Task objective
Output the data from the line with "of the downspout" to the line with "x=444 y=256" as a JSON list of strings, one per line, leaving out blank lines.

Records for processing
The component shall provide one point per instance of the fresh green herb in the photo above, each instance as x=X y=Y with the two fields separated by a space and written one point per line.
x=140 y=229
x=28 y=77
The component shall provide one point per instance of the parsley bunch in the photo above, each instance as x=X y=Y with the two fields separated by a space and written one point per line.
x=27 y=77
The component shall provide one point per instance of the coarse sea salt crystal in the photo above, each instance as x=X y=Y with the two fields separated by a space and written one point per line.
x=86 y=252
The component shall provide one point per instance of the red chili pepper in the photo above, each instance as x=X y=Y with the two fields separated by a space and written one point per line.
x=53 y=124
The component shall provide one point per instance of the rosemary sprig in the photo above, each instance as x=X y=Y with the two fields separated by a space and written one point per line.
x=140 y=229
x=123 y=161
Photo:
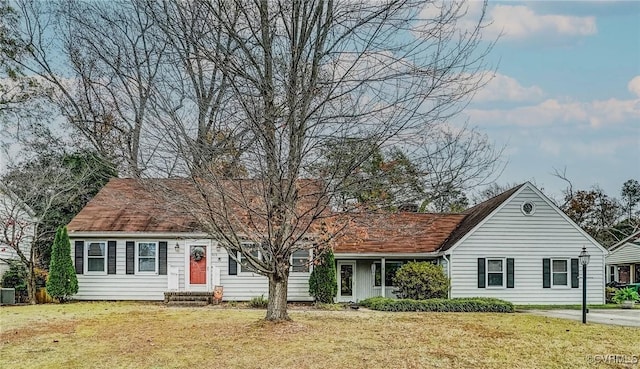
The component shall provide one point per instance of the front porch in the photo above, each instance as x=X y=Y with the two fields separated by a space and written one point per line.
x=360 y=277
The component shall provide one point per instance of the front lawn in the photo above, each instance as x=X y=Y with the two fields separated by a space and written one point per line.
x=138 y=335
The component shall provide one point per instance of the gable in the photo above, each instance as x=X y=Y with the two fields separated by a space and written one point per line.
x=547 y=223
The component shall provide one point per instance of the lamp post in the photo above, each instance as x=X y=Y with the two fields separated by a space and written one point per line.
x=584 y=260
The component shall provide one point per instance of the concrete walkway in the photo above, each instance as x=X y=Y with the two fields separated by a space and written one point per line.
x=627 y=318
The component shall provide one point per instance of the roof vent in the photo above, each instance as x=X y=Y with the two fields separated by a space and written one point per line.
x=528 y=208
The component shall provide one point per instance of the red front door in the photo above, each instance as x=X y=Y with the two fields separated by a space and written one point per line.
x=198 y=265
* * *
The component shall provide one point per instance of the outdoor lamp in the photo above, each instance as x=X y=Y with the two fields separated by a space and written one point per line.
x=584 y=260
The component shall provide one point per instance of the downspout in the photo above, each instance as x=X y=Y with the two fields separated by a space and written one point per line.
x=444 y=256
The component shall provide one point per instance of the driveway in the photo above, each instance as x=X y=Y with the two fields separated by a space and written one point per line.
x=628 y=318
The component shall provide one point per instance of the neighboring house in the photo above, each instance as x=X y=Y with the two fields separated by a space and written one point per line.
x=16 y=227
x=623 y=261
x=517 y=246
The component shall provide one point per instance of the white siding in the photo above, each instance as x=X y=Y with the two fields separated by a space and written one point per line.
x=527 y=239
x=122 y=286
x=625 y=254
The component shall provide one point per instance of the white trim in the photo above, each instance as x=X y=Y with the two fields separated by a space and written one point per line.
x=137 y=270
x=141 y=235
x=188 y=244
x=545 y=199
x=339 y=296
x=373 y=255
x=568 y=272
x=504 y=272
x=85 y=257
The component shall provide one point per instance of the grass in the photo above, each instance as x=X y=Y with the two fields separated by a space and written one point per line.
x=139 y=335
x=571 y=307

Solution to the exercise
[
  "The component shall provide one point per instance of the downspout in the photo above, each instance as x=X y=Y with the two fields separated by a space and written one point per line.",
  "x=444 y=256"
]